CS x641
Machine Learning
Assignment #2
Randomized Optimization

Numbers

Due: March 9, 2008 23:59:59 EST
Please submit via tsquare.

The assignment is worth 10% of your final grade.

Why?

The purpose of this project is to explore random search. As always, it is important to realize that understanding an algorithm or technique requires more than reading about that algorithm or even implementing it. One should actually have experience seeing how it behaves under a variety of circumstances.

As such, you will be asked to implement or steal several randomized search algorithms. In addition, you will be asked to exercise your creativity in coming up with problems that exercise the strengths of each.

As always, you may program in any language that you wish (we do prefer java, matlab, Lisp or C++; let us know beforehand if you're going to use something else). In any case it is your responsibility to make sure that the code runs on the standard CoC linux boxes. Re-read that last sentence.

Read everything below carefully!

The Problems Given to You

You must implement four local random search algorithms. They are:

  1. randomized hill climbing
  2. simulated annealing
  3. a genetic algorithm
  4. MIMIC

You will then use the first three algorithms to find good weights for a neural network. In particular, you will use them instead of backprop for the neural network you used in assignment #1 on at least one of the problems you created for assignment #1. Notice that weights in a neural network are continuous and real-valued instead of discrete so you might want to think a little bit about what it means to apply these sorts of algorithms in such a domain.
- - -
▶ Problem 1
Say whether each statement agrees with the assignment page, answering yes or no and quoting the words that decide it: (a) the assignment counts for 10% of the final grade; (b) all four search algorithms are to be used to find weights for a neural network; (c) students planning to use a language other than java, matlab, Lisp or C++ should say so in advance.
▶ Problem 2
Print the assignment page from "As such, you" down to "that last sentence.".

▶ Collected data
- - -
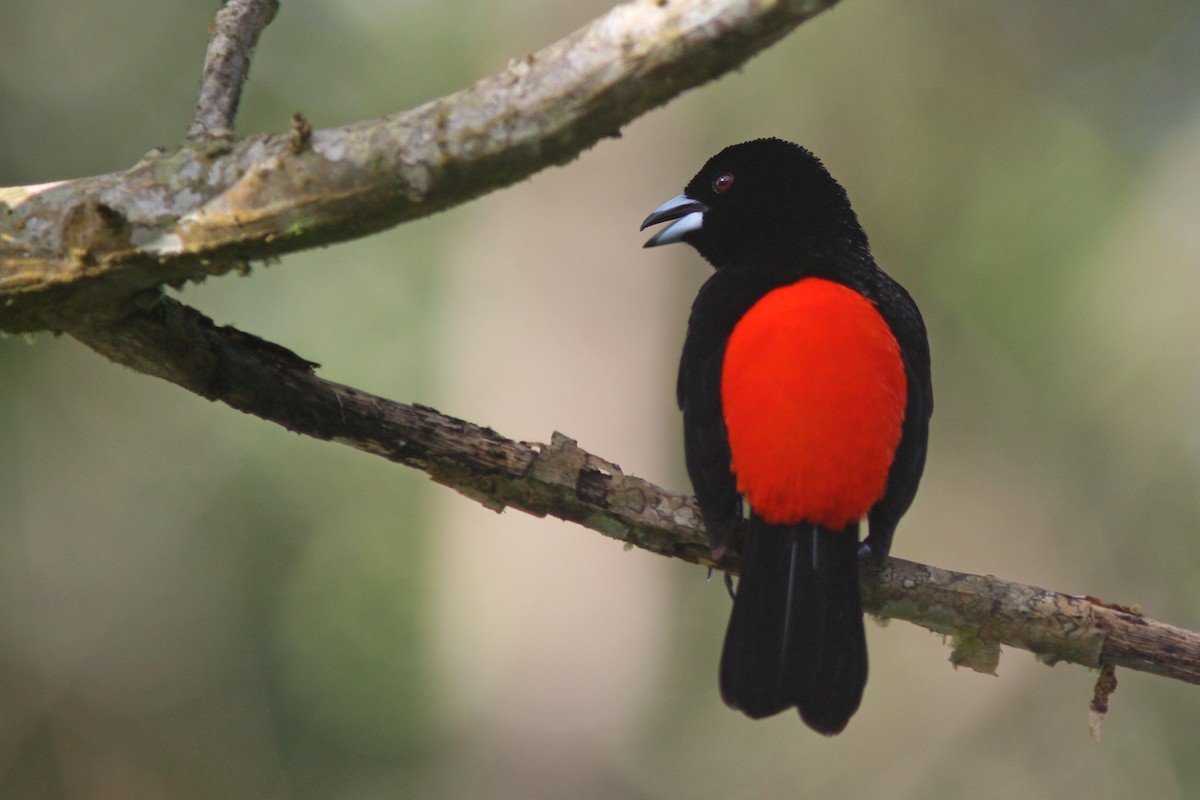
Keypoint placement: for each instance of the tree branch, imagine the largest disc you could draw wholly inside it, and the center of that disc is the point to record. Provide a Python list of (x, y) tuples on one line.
[(72, 248), (174, 342), (235, 32), (88, 257)]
- - -
▶ Exercise output 1
(a) Yes: "The assignment is worth 10% of your final grade."
(b) No: "You will then use the first three algorithms to find good weights for a neural network."
(c) Yes: "let us know beforehand if you're going to use something else"

▶ Exercise output 2
As such, you will be asked to implement or steal several randomized search algorithms. In addition, you will be asked to exercise your creativity in coming up with problems that exercise the strengths of each.

As always, you may program in any language that you wish (we do prefer java, matlab, Lisp or C++; let us know beforehand if you're going to use something else). In any case it is your responsibility to make sure that the code runs on the standard CoC linux boxes. Re-read that last sentence.